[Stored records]
'''

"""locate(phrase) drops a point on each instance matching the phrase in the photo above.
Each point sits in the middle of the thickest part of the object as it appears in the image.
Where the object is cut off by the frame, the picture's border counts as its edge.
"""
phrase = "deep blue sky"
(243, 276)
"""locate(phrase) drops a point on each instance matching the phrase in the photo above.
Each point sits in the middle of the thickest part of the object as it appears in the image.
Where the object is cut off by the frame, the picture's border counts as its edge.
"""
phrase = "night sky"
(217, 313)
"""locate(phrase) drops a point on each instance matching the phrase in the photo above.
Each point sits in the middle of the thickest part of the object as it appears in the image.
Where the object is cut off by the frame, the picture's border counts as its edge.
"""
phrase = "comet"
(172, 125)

'''

● ASSIGNMENT
Reproduce the data exactly. All of it is needed.

● EXERCISE OUTPUT
"""locate(phrase) drops a point on each instance matching the phrase in the photo above.
Each point sits in the middle of the thickest part of the object as it appears in the image.
Where the object is cut off by the frame, the picture's border counts as its edge.
"""
phrase = "deep blue sky"
(243, 276)
"""locate(phrase) drops a point on each instance matching the phrase in the photo above.
Each point sits in the middle of the thickest part of the object as it appears in the image.
Where the object is cut off by the frame, the picture's border counts as its edge.
"""
phrase = "night sky"
(217, 313)
"""locate(phrase) drops a point on each instance matching the phrase in the photo above.
Each point sits in the middle of the thickest part of the object as it appears in the image.
Where the object is cut off by the frame, the picture's border counts as its edge.
"""
phrase = "comet"
(172, 125)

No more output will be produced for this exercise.